— Directions for this task —
Copy every line of the data in which the word "backpack" occurs.

*** Opening Data for this task ***

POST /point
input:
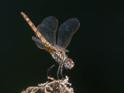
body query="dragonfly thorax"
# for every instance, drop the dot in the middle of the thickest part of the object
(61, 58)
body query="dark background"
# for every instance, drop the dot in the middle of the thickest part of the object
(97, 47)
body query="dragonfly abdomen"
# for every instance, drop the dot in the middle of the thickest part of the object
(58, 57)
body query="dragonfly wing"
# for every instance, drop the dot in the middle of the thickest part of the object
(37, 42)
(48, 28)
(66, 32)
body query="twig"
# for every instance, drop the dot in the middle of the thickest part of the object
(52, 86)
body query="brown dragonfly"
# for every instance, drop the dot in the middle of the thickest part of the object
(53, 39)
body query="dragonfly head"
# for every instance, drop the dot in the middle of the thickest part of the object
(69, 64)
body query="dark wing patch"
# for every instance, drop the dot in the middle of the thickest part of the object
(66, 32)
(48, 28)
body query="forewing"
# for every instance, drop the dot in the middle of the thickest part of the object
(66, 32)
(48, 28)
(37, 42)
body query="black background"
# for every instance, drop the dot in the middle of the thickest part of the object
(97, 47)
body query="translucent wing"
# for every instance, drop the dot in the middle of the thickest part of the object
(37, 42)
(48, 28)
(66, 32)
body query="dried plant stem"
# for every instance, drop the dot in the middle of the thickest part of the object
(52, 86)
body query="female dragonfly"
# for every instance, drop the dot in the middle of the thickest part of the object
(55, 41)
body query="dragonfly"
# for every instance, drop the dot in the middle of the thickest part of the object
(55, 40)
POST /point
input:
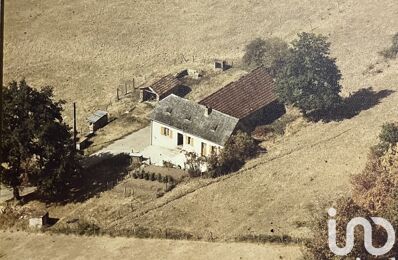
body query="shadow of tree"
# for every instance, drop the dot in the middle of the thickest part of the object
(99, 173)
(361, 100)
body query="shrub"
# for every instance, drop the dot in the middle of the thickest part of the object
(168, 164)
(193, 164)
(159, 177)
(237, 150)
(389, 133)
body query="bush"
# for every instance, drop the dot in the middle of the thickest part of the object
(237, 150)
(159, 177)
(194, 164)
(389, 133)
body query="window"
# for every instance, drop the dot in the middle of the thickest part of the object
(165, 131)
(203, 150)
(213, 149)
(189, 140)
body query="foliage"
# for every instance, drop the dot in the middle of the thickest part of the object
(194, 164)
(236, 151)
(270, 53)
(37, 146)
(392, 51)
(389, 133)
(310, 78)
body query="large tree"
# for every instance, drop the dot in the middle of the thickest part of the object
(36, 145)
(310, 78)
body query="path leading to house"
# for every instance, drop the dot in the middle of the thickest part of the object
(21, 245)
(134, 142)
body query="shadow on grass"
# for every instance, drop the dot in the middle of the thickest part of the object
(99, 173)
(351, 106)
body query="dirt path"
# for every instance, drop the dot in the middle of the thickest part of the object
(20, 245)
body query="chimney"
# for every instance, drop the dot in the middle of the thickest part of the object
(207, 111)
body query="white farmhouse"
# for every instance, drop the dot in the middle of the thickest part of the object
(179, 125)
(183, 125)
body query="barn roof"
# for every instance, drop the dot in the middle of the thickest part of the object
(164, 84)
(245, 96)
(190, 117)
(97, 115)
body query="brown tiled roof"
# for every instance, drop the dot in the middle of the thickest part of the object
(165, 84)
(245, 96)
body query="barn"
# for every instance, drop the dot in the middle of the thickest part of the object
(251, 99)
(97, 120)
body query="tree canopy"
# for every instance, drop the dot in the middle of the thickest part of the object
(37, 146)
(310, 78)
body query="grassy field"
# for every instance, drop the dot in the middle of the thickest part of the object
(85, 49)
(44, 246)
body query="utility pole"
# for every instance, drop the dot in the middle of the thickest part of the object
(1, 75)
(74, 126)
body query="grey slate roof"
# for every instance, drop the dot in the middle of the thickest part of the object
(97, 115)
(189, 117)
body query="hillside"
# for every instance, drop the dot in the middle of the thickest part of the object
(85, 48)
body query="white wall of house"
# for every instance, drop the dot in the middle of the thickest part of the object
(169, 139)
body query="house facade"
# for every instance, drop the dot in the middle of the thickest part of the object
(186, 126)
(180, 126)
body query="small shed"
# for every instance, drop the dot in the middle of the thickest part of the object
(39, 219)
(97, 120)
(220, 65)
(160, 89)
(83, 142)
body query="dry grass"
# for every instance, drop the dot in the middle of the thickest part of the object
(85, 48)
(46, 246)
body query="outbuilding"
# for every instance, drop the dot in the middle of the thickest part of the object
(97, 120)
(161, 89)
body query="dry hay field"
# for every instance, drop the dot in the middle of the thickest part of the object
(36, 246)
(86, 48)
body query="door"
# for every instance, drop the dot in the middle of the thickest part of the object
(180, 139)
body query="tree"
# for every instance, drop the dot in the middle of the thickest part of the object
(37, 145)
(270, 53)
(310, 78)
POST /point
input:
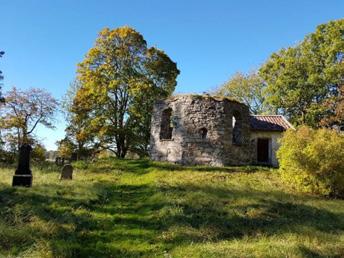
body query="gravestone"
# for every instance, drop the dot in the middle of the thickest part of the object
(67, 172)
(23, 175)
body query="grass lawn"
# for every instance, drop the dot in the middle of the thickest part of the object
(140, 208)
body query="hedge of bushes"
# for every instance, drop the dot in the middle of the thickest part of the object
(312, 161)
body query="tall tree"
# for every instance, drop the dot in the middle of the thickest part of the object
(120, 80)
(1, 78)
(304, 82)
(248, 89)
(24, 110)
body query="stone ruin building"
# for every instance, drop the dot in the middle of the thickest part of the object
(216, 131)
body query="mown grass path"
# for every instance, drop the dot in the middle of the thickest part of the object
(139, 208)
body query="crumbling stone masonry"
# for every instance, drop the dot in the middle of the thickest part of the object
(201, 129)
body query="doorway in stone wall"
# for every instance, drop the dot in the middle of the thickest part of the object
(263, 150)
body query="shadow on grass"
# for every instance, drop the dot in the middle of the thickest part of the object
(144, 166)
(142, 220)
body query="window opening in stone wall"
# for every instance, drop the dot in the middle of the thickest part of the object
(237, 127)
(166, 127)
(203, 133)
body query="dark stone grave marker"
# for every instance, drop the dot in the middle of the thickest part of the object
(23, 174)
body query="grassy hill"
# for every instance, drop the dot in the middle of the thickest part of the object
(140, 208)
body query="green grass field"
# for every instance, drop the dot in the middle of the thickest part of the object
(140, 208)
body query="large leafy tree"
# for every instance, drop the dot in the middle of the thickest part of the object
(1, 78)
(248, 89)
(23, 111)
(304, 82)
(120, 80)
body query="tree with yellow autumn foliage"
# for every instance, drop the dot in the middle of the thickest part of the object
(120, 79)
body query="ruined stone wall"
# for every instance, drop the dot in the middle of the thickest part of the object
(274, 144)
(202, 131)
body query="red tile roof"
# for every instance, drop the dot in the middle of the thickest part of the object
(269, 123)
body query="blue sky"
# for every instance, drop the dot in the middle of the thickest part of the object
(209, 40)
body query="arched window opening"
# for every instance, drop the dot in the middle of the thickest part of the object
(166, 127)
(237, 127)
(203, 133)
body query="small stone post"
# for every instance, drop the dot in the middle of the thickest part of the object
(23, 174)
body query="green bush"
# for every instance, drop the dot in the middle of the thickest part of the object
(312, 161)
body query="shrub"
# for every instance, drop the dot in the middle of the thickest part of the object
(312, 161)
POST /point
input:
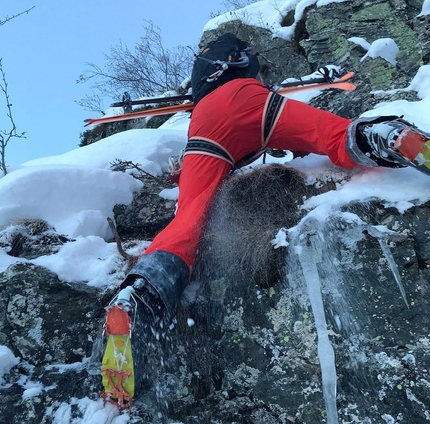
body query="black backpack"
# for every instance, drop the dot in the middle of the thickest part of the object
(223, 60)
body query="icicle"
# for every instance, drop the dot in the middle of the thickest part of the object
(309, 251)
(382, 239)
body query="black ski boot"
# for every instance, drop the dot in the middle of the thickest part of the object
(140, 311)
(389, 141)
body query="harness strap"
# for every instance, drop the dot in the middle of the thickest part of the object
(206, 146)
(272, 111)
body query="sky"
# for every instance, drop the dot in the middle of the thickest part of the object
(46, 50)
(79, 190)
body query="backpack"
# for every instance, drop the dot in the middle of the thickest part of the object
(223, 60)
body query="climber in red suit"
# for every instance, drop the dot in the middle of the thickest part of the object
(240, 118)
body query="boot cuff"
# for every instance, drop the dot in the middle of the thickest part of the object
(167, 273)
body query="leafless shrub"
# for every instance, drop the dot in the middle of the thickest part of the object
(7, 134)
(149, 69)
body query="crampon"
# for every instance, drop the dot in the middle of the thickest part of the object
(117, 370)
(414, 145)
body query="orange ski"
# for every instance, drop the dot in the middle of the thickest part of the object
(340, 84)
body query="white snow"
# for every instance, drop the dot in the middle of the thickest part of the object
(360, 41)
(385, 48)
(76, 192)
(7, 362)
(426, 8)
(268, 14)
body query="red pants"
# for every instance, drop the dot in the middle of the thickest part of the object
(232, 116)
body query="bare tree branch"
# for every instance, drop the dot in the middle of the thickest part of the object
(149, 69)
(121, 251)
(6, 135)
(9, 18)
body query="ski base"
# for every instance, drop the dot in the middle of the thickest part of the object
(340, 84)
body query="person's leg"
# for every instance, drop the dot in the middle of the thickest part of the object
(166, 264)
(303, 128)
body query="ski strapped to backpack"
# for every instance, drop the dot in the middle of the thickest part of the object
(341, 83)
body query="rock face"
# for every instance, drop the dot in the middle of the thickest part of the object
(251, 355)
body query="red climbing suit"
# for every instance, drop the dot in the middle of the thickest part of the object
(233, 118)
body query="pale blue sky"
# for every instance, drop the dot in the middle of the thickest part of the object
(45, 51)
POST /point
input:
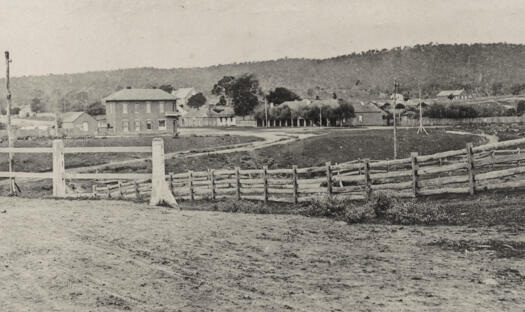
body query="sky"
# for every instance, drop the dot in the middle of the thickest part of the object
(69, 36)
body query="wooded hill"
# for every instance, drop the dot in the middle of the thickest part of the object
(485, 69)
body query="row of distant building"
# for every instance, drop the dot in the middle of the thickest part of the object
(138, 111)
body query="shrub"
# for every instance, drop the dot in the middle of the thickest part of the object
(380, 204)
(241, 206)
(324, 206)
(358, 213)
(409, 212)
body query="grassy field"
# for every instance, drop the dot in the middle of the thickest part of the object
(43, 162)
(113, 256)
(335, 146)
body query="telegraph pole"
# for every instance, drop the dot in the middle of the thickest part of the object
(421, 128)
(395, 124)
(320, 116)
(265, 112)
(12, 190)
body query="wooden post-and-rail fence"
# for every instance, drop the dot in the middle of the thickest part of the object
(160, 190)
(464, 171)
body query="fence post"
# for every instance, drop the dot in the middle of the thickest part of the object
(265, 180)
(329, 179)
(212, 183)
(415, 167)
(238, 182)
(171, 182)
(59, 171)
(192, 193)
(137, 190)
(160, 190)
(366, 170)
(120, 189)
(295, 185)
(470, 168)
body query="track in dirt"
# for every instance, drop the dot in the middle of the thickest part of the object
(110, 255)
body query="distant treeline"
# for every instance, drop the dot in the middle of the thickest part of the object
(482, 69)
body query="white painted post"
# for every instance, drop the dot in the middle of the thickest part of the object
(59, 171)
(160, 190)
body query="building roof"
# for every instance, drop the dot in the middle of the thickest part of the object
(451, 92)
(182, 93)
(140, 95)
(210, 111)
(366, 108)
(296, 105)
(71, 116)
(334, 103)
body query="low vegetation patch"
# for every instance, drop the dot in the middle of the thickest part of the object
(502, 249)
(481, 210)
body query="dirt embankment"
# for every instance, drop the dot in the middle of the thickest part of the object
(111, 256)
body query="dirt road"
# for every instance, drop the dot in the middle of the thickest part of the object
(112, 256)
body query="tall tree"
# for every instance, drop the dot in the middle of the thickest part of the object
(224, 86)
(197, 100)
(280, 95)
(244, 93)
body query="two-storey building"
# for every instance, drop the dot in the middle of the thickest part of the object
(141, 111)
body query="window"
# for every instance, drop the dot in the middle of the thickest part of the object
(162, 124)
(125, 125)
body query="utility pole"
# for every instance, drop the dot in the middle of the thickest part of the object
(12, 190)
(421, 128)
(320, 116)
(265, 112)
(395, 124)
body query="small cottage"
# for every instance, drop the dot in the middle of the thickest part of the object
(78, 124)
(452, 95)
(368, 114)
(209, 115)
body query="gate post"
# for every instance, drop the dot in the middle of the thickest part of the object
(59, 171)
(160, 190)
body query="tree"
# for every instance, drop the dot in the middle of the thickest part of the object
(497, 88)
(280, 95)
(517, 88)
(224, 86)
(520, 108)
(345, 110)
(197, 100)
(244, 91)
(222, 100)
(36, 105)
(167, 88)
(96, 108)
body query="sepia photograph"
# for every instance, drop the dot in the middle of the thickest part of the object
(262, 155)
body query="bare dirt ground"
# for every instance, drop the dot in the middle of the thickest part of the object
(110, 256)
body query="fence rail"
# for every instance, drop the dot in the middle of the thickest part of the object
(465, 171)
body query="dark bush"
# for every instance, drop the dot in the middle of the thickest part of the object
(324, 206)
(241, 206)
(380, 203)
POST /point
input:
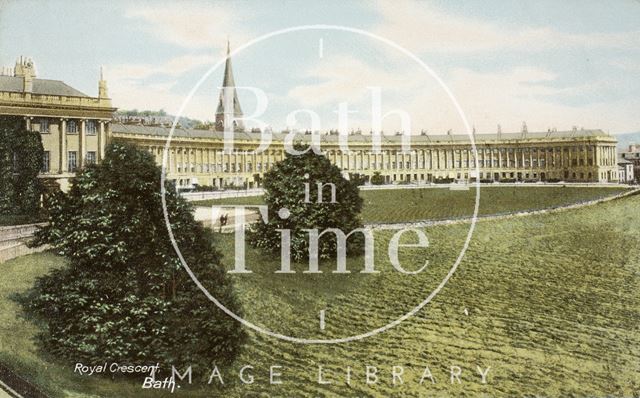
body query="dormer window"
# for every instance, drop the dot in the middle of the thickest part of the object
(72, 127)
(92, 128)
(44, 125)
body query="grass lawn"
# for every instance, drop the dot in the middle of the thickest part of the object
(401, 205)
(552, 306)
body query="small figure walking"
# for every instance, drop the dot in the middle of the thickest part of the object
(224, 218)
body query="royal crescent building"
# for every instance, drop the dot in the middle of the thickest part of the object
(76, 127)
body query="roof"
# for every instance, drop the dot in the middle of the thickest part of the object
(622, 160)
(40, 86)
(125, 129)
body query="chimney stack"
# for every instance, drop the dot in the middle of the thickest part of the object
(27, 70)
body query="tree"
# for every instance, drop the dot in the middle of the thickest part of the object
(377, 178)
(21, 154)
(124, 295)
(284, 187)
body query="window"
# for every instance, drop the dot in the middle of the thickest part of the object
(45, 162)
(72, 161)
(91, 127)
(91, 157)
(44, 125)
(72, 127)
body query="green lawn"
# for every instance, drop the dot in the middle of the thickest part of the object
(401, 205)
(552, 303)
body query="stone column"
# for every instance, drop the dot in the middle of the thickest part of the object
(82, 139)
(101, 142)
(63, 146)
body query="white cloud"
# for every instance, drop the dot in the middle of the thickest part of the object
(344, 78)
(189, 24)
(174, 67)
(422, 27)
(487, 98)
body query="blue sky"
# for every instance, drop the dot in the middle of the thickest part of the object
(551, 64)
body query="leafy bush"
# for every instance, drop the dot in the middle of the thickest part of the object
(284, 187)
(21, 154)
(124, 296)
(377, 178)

*** Closing Data for this task ***

— Problem solution —
body query="black backpack"
body query="backpack"
body query="ski strapped to backpack"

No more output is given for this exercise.